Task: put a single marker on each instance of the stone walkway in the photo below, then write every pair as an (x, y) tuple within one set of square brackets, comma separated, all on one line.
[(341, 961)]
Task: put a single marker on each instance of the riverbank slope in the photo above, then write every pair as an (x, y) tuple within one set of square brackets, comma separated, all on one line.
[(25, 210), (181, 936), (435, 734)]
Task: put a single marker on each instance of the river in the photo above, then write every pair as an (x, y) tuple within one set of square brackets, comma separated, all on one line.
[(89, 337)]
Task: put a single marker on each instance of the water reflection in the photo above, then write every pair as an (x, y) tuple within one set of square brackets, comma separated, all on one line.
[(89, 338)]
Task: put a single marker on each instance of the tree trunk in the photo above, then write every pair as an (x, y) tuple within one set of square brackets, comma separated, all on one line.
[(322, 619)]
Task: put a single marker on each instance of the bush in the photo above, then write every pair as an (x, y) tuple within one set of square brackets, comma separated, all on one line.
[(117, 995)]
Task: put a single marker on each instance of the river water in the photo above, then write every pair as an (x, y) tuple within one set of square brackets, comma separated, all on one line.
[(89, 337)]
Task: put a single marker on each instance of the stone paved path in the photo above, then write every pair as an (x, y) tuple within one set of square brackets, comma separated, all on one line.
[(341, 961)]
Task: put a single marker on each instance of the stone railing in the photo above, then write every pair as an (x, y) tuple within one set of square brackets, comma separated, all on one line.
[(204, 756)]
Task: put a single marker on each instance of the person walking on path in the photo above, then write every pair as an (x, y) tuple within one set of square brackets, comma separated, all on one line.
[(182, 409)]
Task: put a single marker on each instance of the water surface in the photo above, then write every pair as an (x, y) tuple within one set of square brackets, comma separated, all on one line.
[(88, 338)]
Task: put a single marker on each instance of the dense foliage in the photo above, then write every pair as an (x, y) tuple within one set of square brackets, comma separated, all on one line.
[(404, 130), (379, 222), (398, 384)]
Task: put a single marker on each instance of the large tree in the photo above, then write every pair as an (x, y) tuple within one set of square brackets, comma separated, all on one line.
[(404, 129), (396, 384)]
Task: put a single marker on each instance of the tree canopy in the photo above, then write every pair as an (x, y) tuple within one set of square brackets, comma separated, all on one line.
::::
TO DO> Rewrite everything from the line containing "the stone paved" down to the end of the rows, changing "marker" to "dot" and leaving all else as it is. Give only those rows.

SOLUTION FOR THIS EXERCISE>
Task: put a single dot on each instance of the stone paved path in the photo above, then write every pair as an (x, y) tuple within one set of square brackets, comma separated, all on one line.
[(341, 961)]
Task: put a single dot on each instance of the stone railing in the photo above, then write every pair as an (x, y) tuple within one set of square brackets, comma separated, all on one line.
[(204, 756)]
Task: put a single dot on each instance of the person walking on path in the photo above, then write every pair as an (x, y) tuple within one set of square brackets, comma separated, all on one line.
[(182, 409)]
Task: put a single dot on each instance of the water surface in the photo above, then write every pair as an (x, y) tuple within one set of square brackets, comma separated, all on one line.
[(88, 338)]
Task: put a single dot on each instance of the dense foliage in the photo above, then write every pair as an (x, y) tuple within one set of square brackets, comma separated, all on one line.
[(404, 130), (379, 222), (398, 384)]
Task: put a single dot on each instance of the large tree in the photo above, then write every pair as an (x, y) tuple within one set of square brackets, comma separated, all on one line.
[(404, 129), (396, 384)]
Task: put a single dot on each instance of the tree canopy in the photo above, then write every pair as an (x, y) tuple within one set of square brackets, comma separated, all on one line.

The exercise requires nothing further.